* _Goal_: Quote the blog post about narrating everything in one's head word for word, in full.

* _Passage to read_:
==========
Well, readers, I’m back — at least for now. It’s been a bumpy couple of weeks, but I’m looking forward to getting back on track and focusing my efforts on various writing projects, including dear Frankasaurus, here. It follows, then, that in this post, writing is what I want to… write about.
You know how you hear parents say things like, “I always knew she would grow up to love singing because we couldn’t get her to stop doing it when she was little,” or “We knew he’d grow up to be an athlete because he excelled at so many sports before he even got to middle school” and such? It’s easy to look at little kids and see the things they’re doing and say that they’ll have successful futures doing X work. All because they demonstrate that one characteristic or hobby that tips people off early on.
What isn’t apparent to the naked eye is what’s going on in the mind. I suppose there’s significant evidence that suggests that those thoughts manifest themselves somehow, that there’s some kind of creative outlet. People couldn’t see into my brain, so even though I was always writing, no one could see where it all was coming from or how it got started.
I narrate everything in my head.
(Please tell me that I’m not the only person who does this.)
My last couple of posts have been all about pouring my heart out, and this time I’m giving you a secret. For as long as I can remember, I’ve been narrating my whole life in my head. This is probably a pretty significant contributing factor in why I would sometimes do anything to get my mind to shut up. I’m always thinking. I have no off-switch.
Now, when I say I narrate everything, I don’t mean in third person because, well… that would be weird. Interesting, but weird. Although when I was in early elementary school, I can recall doing that from time to time.
==========
Excerpts of location labeling data:
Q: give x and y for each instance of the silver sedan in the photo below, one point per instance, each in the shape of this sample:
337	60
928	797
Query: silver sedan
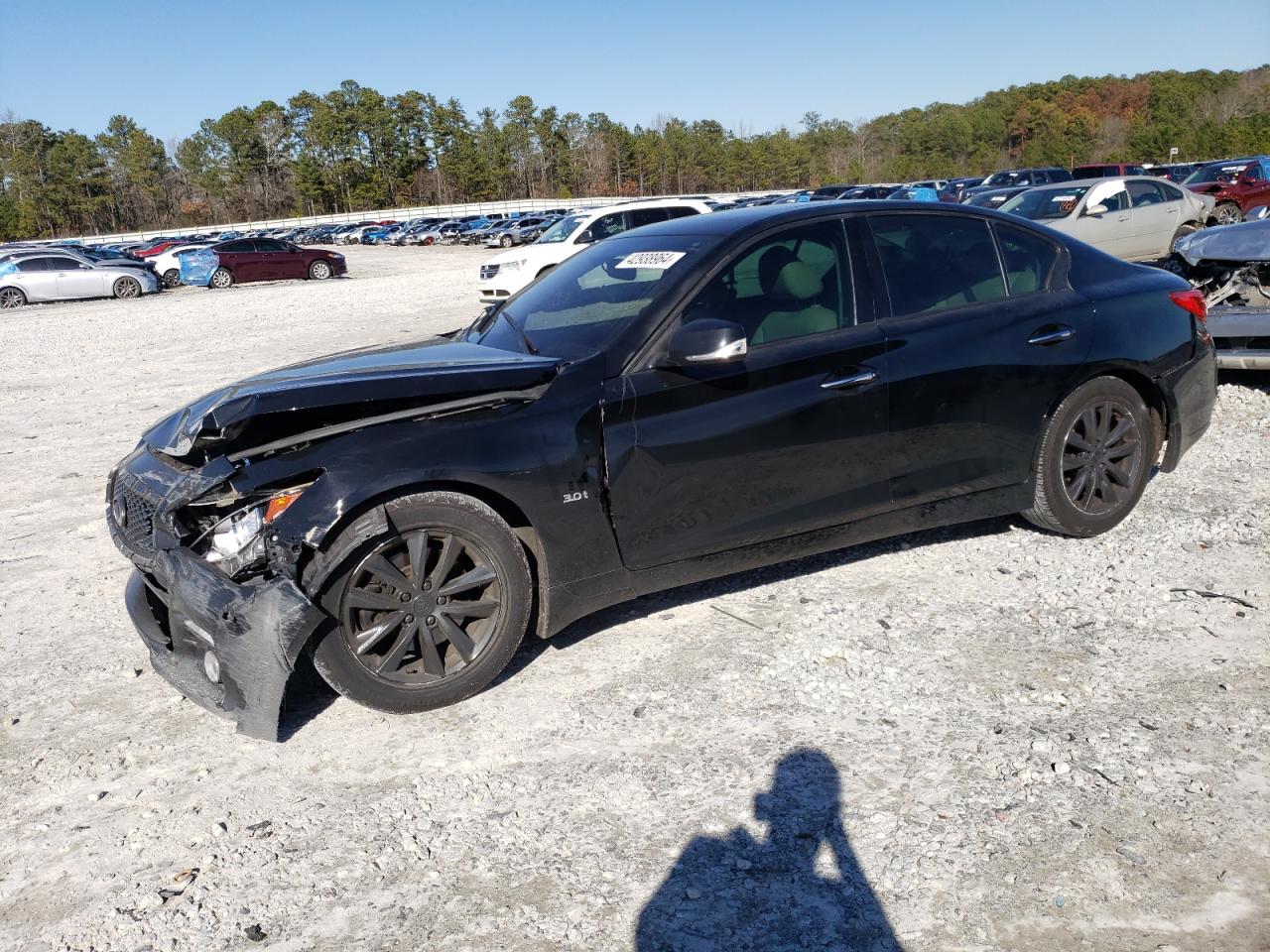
37	276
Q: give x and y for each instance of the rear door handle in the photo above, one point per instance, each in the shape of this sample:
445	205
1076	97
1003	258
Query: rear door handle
851	380
1052	336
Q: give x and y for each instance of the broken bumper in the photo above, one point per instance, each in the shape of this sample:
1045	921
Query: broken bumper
226	647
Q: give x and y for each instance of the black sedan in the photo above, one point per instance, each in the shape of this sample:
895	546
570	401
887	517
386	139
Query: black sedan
681	402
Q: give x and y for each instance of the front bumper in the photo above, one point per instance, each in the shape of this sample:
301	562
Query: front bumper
1241	336
186	610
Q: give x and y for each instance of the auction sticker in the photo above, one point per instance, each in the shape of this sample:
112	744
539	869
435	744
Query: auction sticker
651	259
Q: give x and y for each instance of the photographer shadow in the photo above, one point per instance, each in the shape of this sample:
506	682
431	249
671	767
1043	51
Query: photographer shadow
738	892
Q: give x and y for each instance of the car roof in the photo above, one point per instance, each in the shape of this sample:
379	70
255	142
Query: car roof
742	221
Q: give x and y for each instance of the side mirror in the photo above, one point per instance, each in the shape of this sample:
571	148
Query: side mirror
707	340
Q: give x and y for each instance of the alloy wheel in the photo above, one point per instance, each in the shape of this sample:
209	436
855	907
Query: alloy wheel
421	607
1102	458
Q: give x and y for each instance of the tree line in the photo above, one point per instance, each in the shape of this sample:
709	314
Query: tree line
354	149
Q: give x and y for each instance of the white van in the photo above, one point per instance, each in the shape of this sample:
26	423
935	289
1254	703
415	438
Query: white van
503	276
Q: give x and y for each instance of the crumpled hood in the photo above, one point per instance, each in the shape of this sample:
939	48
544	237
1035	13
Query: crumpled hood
1248	241
429	371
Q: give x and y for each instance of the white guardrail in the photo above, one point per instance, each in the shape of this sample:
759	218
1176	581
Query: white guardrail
434	211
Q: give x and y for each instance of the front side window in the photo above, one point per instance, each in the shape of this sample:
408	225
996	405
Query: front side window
937	262
562	230
584	302
789	286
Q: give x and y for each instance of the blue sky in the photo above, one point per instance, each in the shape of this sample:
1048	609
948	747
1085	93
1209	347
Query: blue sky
749	64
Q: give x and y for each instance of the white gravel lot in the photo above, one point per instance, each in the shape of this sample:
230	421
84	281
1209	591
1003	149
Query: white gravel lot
982	738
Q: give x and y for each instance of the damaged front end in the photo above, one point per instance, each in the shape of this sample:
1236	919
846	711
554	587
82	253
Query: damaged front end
211	509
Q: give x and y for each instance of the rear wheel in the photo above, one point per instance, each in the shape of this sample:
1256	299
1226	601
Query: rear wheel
12	298
127	289
1227	213
1093	460
430	612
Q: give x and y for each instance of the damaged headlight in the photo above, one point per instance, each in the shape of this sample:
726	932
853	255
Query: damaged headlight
238	540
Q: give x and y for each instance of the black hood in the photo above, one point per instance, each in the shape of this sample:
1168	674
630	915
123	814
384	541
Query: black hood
349	386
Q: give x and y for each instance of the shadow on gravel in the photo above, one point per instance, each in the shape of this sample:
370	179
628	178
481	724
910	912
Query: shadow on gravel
307	697
740	581
737	892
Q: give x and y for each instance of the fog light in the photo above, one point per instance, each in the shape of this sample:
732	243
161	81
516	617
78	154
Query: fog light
212	666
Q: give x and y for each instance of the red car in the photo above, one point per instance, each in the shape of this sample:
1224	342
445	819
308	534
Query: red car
1238	185
272	259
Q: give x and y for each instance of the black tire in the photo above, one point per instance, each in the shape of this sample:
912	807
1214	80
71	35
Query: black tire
1086	493
12	298
1182	232
1227	213
127	289
377	653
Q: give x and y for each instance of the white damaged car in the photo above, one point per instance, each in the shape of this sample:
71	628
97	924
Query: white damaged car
503	276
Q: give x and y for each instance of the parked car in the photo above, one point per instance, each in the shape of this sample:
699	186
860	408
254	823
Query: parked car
1105	171
64	276
1135	217
672	404
1237	186
1016	178
270	259
503	276
1230	267
991	197
1176	172
517	231
168	263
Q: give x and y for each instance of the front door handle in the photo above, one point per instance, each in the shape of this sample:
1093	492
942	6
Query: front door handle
1052	336
851	380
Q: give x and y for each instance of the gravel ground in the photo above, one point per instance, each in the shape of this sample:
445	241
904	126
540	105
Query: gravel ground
980	738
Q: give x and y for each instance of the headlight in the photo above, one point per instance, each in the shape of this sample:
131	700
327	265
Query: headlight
238	539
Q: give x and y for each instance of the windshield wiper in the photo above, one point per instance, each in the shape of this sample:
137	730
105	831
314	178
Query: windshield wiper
520	331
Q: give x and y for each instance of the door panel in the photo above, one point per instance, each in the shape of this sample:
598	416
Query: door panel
746	452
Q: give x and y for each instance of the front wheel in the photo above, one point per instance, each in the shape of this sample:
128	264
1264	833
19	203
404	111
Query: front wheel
10	298
127	289
1093	460
1227	213
430	612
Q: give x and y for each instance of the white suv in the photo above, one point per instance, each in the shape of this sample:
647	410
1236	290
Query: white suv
503	276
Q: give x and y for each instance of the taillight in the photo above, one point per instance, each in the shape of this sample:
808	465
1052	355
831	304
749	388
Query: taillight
1191	301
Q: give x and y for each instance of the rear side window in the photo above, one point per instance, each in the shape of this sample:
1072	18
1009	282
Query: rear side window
1029	259
937	262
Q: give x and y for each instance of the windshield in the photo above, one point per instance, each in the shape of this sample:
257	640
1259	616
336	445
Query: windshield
1218	172
562	230
1042	204
589	298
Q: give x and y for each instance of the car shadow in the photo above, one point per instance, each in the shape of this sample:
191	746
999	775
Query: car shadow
775	892
670	599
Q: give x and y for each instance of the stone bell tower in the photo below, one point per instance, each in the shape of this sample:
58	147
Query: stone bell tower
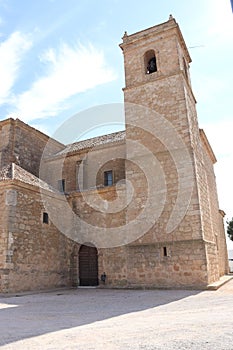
170	165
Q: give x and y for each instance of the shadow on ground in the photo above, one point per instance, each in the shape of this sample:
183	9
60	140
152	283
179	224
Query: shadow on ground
32	315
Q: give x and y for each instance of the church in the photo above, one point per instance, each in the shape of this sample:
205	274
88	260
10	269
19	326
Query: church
136	208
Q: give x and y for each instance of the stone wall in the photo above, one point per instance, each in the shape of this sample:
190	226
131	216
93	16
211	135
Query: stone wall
85	170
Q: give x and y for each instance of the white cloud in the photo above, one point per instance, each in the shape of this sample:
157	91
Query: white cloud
71	70
12	51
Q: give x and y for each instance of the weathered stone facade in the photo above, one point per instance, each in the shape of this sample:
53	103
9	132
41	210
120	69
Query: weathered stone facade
46	223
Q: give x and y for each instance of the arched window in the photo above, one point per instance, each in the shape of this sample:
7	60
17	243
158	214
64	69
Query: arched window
185	68
150	62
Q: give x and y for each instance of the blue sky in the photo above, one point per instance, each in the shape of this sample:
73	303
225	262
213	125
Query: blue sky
59	57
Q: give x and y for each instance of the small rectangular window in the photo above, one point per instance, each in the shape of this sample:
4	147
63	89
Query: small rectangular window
108	178
45	218
61	185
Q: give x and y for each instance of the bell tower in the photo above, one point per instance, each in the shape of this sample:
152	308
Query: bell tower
172	169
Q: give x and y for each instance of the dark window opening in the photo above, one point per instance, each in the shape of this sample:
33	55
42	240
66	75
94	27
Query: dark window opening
152	67
108	178
61	185
45	218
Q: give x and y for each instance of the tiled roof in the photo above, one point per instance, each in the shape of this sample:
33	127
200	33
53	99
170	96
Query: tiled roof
15	172
94	142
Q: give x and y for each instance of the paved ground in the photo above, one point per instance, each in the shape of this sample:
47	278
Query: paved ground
118	319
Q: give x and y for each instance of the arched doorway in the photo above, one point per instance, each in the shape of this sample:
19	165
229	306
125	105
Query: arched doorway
88	266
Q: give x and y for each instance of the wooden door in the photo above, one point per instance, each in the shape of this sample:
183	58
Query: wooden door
88	266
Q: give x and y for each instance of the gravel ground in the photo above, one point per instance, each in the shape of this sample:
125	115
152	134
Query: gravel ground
97	319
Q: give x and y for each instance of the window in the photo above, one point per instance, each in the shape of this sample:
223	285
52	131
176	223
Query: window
150	62
61	185
185	68
108	178
45	218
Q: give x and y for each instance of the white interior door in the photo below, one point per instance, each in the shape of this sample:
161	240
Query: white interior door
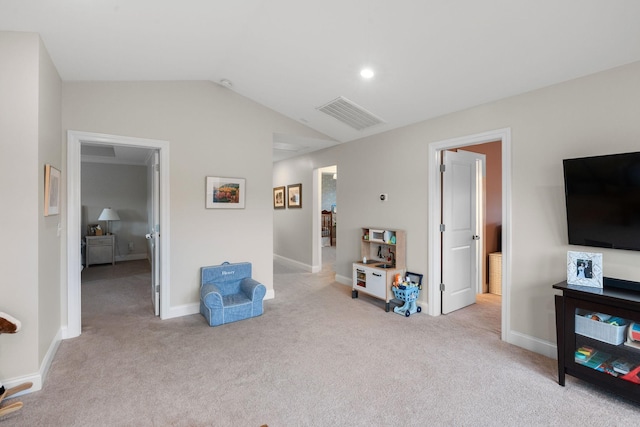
460	238
153	236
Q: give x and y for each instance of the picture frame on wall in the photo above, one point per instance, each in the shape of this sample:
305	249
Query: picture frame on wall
294	196
584	269
51	190
224	193
279	197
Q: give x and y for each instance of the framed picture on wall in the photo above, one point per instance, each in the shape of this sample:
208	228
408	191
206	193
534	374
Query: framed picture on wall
51	190
584	269
279	196
224	193
294	196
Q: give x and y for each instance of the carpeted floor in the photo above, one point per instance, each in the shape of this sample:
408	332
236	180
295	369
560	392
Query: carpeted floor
316	357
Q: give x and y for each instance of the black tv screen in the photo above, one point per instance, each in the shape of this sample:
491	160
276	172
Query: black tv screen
603	201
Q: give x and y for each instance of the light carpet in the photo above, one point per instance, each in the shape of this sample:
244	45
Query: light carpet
316	357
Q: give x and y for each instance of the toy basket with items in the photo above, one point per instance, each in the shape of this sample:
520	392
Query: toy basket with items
407	289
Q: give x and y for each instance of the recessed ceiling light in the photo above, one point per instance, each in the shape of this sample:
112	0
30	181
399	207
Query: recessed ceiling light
367	73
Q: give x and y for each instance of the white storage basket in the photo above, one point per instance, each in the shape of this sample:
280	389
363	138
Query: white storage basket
600	331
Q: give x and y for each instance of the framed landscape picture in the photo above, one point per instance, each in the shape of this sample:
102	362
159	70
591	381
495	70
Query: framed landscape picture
294	196
279	196
224	193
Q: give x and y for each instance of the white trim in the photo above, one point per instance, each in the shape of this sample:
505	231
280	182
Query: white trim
433	289
308	268
344	280
37	378
183	310
74	142
536	345
131	257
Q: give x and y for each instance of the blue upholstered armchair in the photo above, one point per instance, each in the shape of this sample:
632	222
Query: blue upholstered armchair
228	293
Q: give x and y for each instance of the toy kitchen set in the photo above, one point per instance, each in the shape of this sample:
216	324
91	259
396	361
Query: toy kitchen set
383	256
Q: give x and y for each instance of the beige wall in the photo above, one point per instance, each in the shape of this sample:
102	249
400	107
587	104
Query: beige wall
593	115
212	131
30	138
50	228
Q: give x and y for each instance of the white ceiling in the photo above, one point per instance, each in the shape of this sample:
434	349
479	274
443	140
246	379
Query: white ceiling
431	57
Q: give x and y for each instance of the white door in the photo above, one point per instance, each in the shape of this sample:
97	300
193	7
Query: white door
153	236
460	238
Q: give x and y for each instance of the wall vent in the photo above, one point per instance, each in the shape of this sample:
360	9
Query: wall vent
350	113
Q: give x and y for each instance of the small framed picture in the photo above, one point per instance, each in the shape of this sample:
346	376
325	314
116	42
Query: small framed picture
279	196
294	196
584	269
51	190
224	193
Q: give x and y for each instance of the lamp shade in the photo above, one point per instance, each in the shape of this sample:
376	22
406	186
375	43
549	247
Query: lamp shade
108	214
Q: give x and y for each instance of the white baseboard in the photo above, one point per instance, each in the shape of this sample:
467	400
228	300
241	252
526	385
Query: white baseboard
37	378
536	345
294	263
344	280
183	310
194	308
271	294
131	257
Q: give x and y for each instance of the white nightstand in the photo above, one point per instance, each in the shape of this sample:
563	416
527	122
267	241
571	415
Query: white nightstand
100	250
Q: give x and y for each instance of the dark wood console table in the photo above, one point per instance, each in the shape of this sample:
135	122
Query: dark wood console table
576	301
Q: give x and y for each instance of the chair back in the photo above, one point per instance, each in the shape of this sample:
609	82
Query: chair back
226	276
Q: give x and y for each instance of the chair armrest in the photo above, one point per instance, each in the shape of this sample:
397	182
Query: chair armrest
252	288
210	294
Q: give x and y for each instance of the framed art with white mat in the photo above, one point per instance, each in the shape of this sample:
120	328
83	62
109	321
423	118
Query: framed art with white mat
584	269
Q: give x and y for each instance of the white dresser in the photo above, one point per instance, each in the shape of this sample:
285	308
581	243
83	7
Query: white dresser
100	250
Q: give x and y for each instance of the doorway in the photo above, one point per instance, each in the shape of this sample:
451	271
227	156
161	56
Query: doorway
435	207
325	221
75	139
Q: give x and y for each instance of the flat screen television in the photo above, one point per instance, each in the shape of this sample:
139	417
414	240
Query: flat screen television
602	196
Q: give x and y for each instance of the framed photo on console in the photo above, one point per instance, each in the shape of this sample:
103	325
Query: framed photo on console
584	269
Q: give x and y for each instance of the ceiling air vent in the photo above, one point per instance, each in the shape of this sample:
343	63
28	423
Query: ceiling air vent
350	114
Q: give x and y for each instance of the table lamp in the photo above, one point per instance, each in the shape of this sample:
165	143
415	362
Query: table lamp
108	215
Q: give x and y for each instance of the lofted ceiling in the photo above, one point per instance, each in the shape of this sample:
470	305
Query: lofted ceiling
430	57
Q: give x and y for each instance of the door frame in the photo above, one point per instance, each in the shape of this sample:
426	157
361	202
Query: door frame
74	142
434	188
478	171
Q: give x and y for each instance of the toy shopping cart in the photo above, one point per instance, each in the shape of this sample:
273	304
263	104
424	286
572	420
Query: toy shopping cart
408	294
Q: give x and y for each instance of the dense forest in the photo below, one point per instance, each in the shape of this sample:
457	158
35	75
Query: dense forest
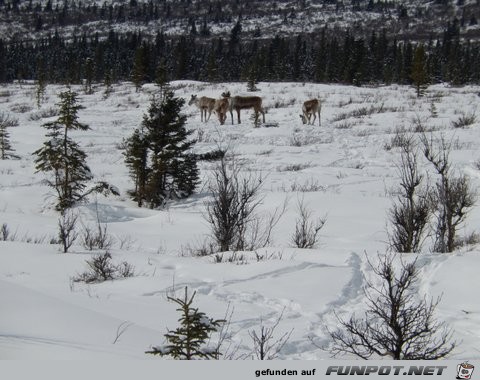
==========
* _Task output_:
Well, readers, I’m back — at least for now. It’s been a bumpy couple of weeks, but I’m looking forward to getting back on track and focusing my efforts on various writing projects, including dear Frankasaurus, here. It follows, then, that in this post, writing is what I want to… write about.
You know how you hear parents say things like, “I always knew she would grow up to love singing because we couldn’t get her to stop doing it when she was little,” or “We knew he’d grow up to be an athlete because he excelled at so many sports before he even got to middle school” and such? It’s easy to look at little kids and see the things they’re doing and say that they’ll have successful futures doing X work. All because they demonstrate that one characteristic or hobby that tips people off early on.
What isn’t apparent to the naked eye is what’s going on in the mind. I suppose there’s significant evidence that suggests that those thoughts manifest themselves somehow, that there’s some kind of creative outlet. People couldn’t see into my brain, so even though I was always writing, no one could see where it all was coming from or how it got started.
I narrate everything in my head.
(Please tell me that I’m not the only person who does this.)
My last couple of posts have been all about pouring my heart out, and this time I’m giving you a secret. For as long as I can remember, I’ve been narrating my whole life in my head. This is probably a pretty significant contributing factor in why I would sometimes do anything to get my mind to shut up. I’m always thinking. I have no off-switch.
Now, when I say I narrate everything, I don’t mean in third person because, well… that would be weird. Interesting, but weird. Although when I was in early elementary school, I can recall doing that from time to time.